### Required action:
Look through the material below and copy exactly the lines from the line with "positive clicks: (624, 143)" to the line with "box: [570, 72, 632, 162]", those two lines included.

### Input for this task:
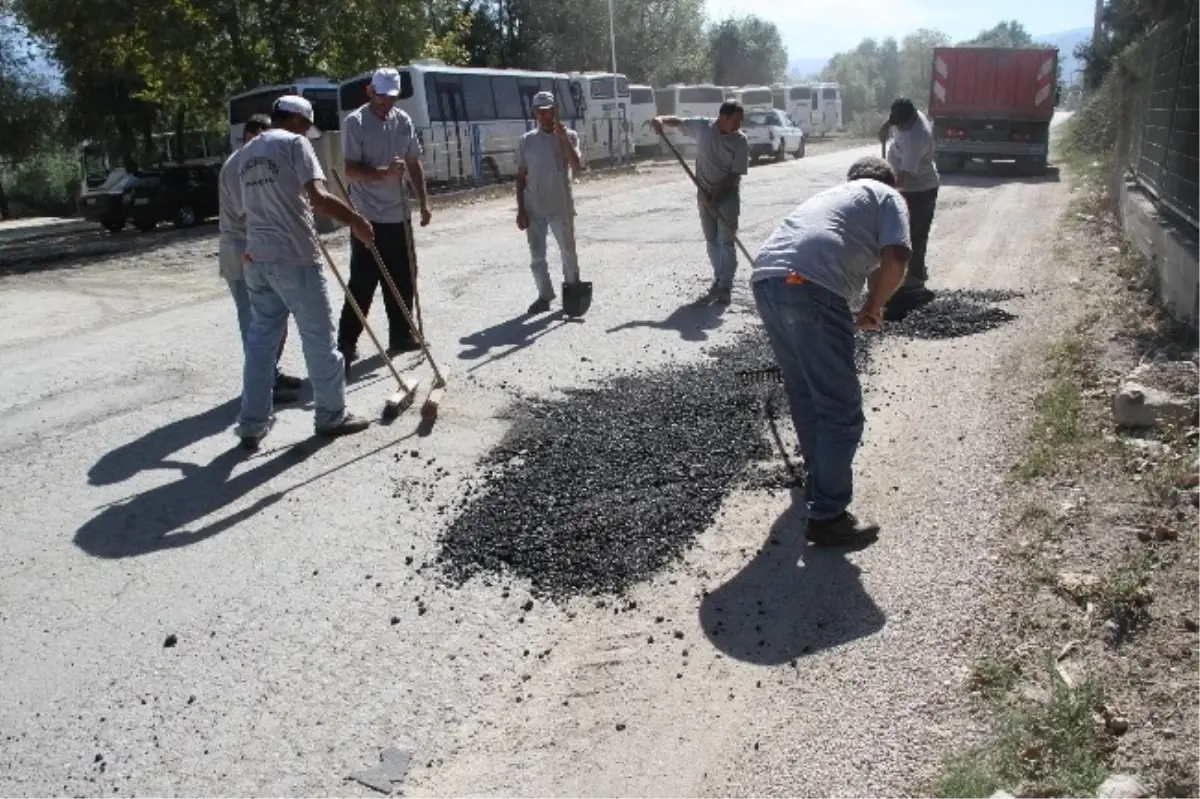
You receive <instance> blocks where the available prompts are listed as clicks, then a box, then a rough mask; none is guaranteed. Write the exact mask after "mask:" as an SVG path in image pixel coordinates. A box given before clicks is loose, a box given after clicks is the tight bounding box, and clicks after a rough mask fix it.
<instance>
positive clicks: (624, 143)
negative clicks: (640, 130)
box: [570, 72, 632, 162]
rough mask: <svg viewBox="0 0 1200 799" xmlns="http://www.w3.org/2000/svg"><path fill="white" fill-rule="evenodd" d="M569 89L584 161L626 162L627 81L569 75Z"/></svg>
mask: <svg viewBox="0 0 1200 799" xmlns="http://www.w3.org/2000/svg"><path fill="white" fill-rule="evenodd" d="M570 78H571V88H572V91H574V92H575V106H576V109H577V112H578V114H580V118H581V122H582V124H581V125H580V127H578V128H577V130H578V132H580V148H581V149H582V150H583V160H584V161H587V162H594V161H601V160H605V158H619V160H625V158H628V157H629V156H630V155H631V154H632V136H631V134H632V131H631V130H630V118H631V115H630V109H629V106H630V94H629V80H628V79H626V78H625V76H623V74H620V73H618V74H617V76H616V78H613V74H612V72H572V73H570Z"/></svg>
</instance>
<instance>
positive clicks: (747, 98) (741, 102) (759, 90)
mask: <svg viewBox="0 0 1200 799" xmlns="http://www.w3.org/2000/svg"><path fill="white" fill-rule="evenodd" d="M732 95H733V98H734V100H737V101H738V102H739V103H742V107H743V108H744V109H745V110H748V112H749V110H768V109H770V108H772V107H773V106H772V103H773V97H772V94H770V89H768V88H767V86H739V88H737V89H734V90H733V91H732Z"/></svg>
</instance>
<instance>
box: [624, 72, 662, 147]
mask: <svg viewBox="0 0 1200 799" xmlns="http://www.w3.org/2000/svg"><path fill="white" fill-rule="evenodd" d="M655 116H658V108H656V107H655V104H654V89H653V88H650V86H638V85H632V86H630V88H629V122H630V127H631V128H632V131H634V151H635V152H637V154H638V155H641V154H647V155H653V154H658V152H659V150H660V149H661V148H662V143H661V142H659V136H658V133H655V132H654V131H653V130H652V128H650V120H652V119H654V118H655Z"/></svg>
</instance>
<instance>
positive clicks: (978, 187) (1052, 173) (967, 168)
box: [938, 163, 1062, 188]
mask: <svg viewBox="0 0 1200 799" xmlns="http://www.w3.org/2000/svg"><path fill="white" fill-rule="evenodd" d="M1060 180H1062V176H1061V175H1060V174H1058V167H1048V168H1046V173H1045V174H1044V175H1022V174H1019V173H1018V172H1016V167H1015V164H1012V163H994V164H985V163H971V164H967V168H966V169H965V170H964V172H942V173H938V182H940V184H941V185H942V186H961V187H964V188H992V187H995V186H1002V185H1004V184H1057V182H1058V181H1060Z"/></svg>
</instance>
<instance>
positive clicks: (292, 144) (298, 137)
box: [238, 128, 325, 268]
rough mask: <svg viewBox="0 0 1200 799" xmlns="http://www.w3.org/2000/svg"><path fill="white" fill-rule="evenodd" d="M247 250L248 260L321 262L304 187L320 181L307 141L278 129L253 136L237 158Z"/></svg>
mask: <svg viewBox="0 0 1200 799" xmlns="http://www.w3.org/2000/svg"><path fill="white" fill-rule="evenodd" d="M238 179H239V182H240V184H241V206H242V209H244V210H245V212H246V252H247V253H250V257H251V260H254V262H259V263H264V262H270V263H282V264H294V265H300V266H307V265H316V266H318V268H319V265H320V250H318V248H317V226H316V220H314V217H313V211H312V204H311V203H310V202H308V193H307V192H306V190H305V185H306V184H308V182H310V181H313V180H325V173H324V172H323V170H322V168H320V163H319V162H318V161H317V152H316V150H313V149H312V144H310V142H308V139H307V138H305V137H302V136H298V134H295V133H289V132H288V131H283V130H280V128H271V130H270V131H265V132H263V133H259V134H258V136H257V137H254V138H253V139H252V140H251V142H250V144H247V145H246V146H244V148H242V149H241V154H240V156H239V158H238Z"/></svg>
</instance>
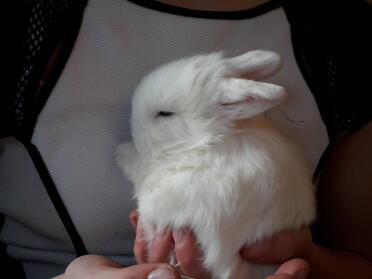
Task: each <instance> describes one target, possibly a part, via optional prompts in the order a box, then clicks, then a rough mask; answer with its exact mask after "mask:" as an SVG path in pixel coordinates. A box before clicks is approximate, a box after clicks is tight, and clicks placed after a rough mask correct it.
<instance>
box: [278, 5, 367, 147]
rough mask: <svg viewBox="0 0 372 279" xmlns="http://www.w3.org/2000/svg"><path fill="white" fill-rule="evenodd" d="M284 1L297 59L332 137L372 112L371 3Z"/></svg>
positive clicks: (343, 130)
mask: <svg viewBox="0 0 372 279" xmlns="http://www.w3.org/2000/svg"><path fill="white" fill-rule="evenodd" d="M283 6H284V9H285V12H286V14H287V17H288V20H289V23H290V25H291V35H292V43H293V47H294V52H295V56H296V60H297V62H298V65H299V67H300V69H301V71H302V73H303V76H304V78H305V80H306V82H307V84H308V85H309V87H310V89H311V91H312V92H313V94H314V96H315V99H316V101H317V104H318V107H319V109H320V113H321V116H322V118H323V121H324V122H325V124H326V126H327V129H328V134H329V136H330V139H331V140H332V139H333V138H334V137H335V136H336V135H337V134H339V133H342V132H345V131H353V130H356V129H358V128H360V127H362V126H363V125H365V124H366V123H367V122H369V121H370V120H371V118H372V102H371V100H372V97H371V96H372V86H371V82H370V80H371V68H372V51H371V50H372V36H371V35H372V6H371V5H370V4H368V2H367V1H365V0H349V1H319V0H318V1H314V0H311V1H308V0H305V1H295V0H285V1H283Z"/></svg>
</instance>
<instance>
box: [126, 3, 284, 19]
mask: <svg viewBox="0 0 372 279" xmlns="http://www.w3.org/2000/svg"><path fill="white" fill-rule="evenodd" d="M128 1H129V2H132V3H135V4H137V5H141V6H143V7H147V8H150V9H153V10H157V11H161V12H166V13H170V14H175V15H181V16H188V17H198V18H208V19H230V20H231V19H232V20H240V19H246V18H252V17H255V16H259V15H262V14H264V13H267V12H268V11H271V10H273V9H276V8H278V7H280V5H281V1H280V0H271V1H269V2H267V3H264V4H262V5H259V6H257V7H254V8H251V9H248V10H242V11H229V12H224V11H201V10H193V9H187V8H182V7H176V6H172V5H169V4H165V3H161V2H158V1H153V0H128Z"/></svg>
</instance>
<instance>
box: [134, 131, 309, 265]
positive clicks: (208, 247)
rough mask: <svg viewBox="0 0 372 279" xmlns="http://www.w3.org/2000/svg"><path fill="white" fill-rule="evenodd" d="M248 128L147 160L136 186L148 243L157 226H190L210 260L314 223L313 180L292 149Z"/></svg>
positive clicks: (266, 132) (176, 228) (206, 261)
mask: <svg viewBox="0 0 372 279" xmlns="http://www.w3.org/2000/svg"><path fill="white" fill-rule="evenodd" d="M250 132H253V131H249V130H247V131H245V132H243V133H238V134H235V135H232V136H229V137H227V138H225V139H224V141H223V142H220V143H217V144H215V145H213V146H211V147H210V148H208V149H204V150H192V151H189V152H185V153H178V154H174V155H173V154H168V155H164V156H160V157H158V158H156V159H155V160H153V161H152V162H151V163H150V164H149V167H148V172H147V175H146V176H145V178H144V180H143V181H142V183H141V185H137V187H136V189H137V190H136V197H137V200H138V208H139V212H140V216H141V220H142V222H143V224H144V226H145V231H146V233H147V238H148V239H149V240H150V239H151V238H152V236H153V234H154V228H155V227H156V228H157V229H158V230H164V229H167V228H173V229H179V228H182V227H190V228H192V229H193V231H194V232H195V234H196V237H197V239H198V241H199V243H200V245H201V246H202V248H203V250H204V253H205V255H206V263H207V265H208V262H211V263H212V262H215V260H212V259H211V258H210V259H208V257H212V258H213V257H216V255H222V254H223V255H229V256H228V257H231V256H233V255H234V254H236V253H237V252H238V251H239V249H240V248H241V247H242V246H243V245H244V244H245V243H252V242H255V241H257V240H258V239H261V238H262V237H264V236H268V235H271V234H273V233H275V232H278V231H281V230H285V229H290V228H298V227H300V226H301V225H303V224H308V223H310V222H311V221H312V219H313V218H314V208H313V205H314V200H313V191H312V185H311V182H310V180H309V176H308V173H307V171H306V167H305V165H304V163H303V161H302V159H301V157H300V156H299V155H298V154H297V151H296V149H295V148H294V147H293V146H292V145H291V143H289V142H288V141H287V140H286V139H284V138H283V137H281V136H280V135H279V134H277V133H275V132H272V131H267V130H264V129H262V130H256V131H254V134H250ZM226 260H227V258H226V259H224V260H223V261H226Z"/></svg>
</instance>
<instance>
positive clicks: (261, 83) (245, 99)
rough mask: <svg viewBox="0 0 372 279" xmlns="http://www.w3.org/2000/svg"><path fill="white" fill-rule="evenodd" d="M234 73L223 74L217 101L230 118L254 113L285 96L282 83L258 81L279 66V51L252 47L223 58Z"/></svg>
mask: <svg viewBox="0 0 372 279" xmlns="http://www.w3.org/2000/svg"><path fill="white" fill-rule="evenodd" d="M224 62H225V63H226V65H227V67H228V68H229V69H231V70H232V72H233V73H234V74H233V75H235V76H236V77H225V78H222V79H221V83H220V84H219V89H220V90H219V92H220V94H221V95H220V96H219V97H220V100H219V101H220V105H222V107H223V110H224V111H225V112H226V114H227V116H228V117H229V118H231V119H244V118H249V117H252V116H255V115H257V114H260V113H262V112H264V111H265V110H267V109H269V108H271V107H273V106H275V105H277V104H279V103H280V102H281V101H282V100H283V99H284V98H285V96H286V93H285V90H284V88H283V87H280V86H278V85H274V84H270V83H265V82H259V81H255V80H261V79H264V78H268V77H270V76H272V75H274V74H275V73H276V72H277V71H278V70H279V68H280V66H281V62H280V57H279V55H278V54H276V53H274V52H269V51H262V50H255V51H250V52H247V53H245V54H243V55H240V56H237V57H234V58H230V59H226V60H225V61H224Z"/></svg>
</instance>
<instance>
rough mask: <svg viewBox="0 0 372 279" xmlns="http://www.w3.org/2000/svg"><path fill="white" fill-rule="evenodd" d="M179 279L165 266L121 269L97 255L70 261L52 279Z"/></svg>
mask: <svg viewBox="0 0 372 279" xmlns="http://www.w3.org/2000/svg"><path fill="white" fill-rule="evenodd" d="M117 278H120V279H180V275H179V273H178V272H177V271H176V270H175V269H174V268H172V267H171V266H170V265H167V264H140V265H134V266H130V267H123V266H121V265H120V264H118V263H117V262H115V261H114V260H112V259H110V258H108V257H104V256H98V255H87V256H82V257H79V258H77V259H75V260H74V261H72V262H71V263H70V264H69V265H68V267H67V269H66V271H65V273H63V274H61V275H59V276H57V277H54V278H53V279H117Z"/></svg>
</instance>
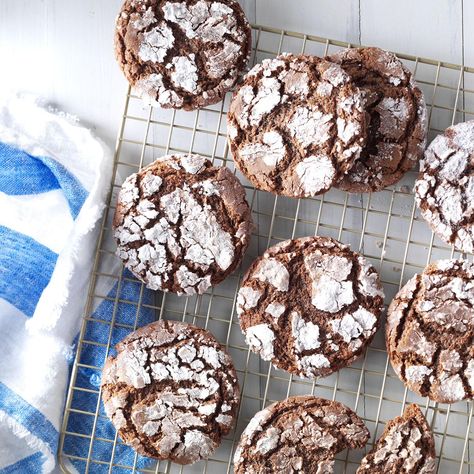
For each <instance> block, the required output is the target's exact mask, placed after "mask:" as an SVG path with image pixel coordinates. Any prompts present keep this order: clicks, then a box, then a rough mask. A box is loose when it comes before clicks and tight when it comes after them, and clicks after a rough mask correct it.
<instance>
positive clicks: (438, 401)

### Task result:
positive clicks: (624, 143)
negative clicks: (640, 130)
box: [570, 72, 632, 162]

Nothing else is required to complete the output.